TEXT:

※ ※ ※

One of the most common refrains we hear from institutions considering implementing an enterprise analytics initiative is concern that they’re “not ready” because they have “bad data”. Maybe they think that an analytics platform is like a precisely engineered jet engine that can only run on high-octane, ultra-pure data as fuel. Or maybe they think that an analytics platform is like a decadent dessert, and they haven’t earned the right to have it until they’ve forced down their data-governance vegetables. Luckily, neither of these analogies rings remotely true to reality. A better metaphor is to think of bad data as muscles that have atrophied from years of under-use, and the only way to make improvements is to start exercising those muscles by actually using the data for institutional decision-making. In this scenario, a data analytics initiative is like a sturdy pair of running shoes that can enable your data-integrity couch-to-5K program.
Having “bad data” is not a reason to delay an analytics initiative. It is the reason to start now.
To better understand how an enterprise data analytics initiative can help to improve data quality, it is important to understand the root causes of the bad data problem. In my experience, when people lament having “bad data”, they may mean one of three distinct things:
- the data are misclassified or misunderstood
- the data are inaccessible, or
- the source system data are incorrect.

※ ※ ※

DATA SEGMENT:
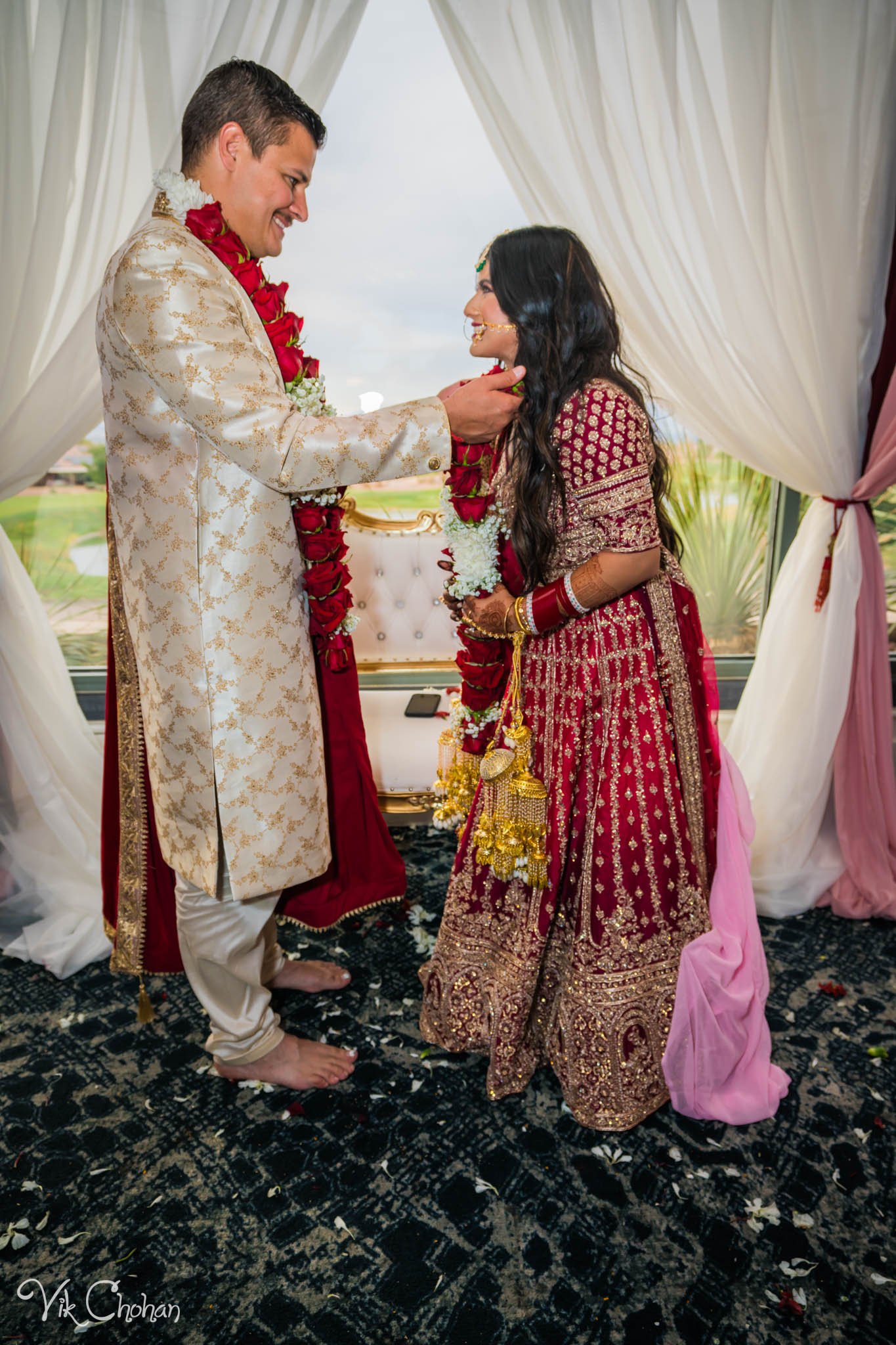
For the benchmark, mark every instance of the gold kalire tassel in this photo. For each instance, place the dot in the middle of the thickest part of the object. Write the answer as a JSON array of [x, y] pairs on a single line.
[[512, 829], [454, 783]]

※ ※ ※

WRITTEN TASK: Rewrite the bad-data text from "To better understand" up to and including "data are incorrect.", putting "mislabeled" in place of "misclassified".

RESULT:
To better understand how an enterprise data analytics initiative can help to improve data quality, it is important to understand the root causes of the bad data problem. In my experience, when people lament having “bad data”, they may mean one of three distinct things:
- the data are mislabeled or misunderstood
- the data are inaccessible, or
- the source system data are incorrect.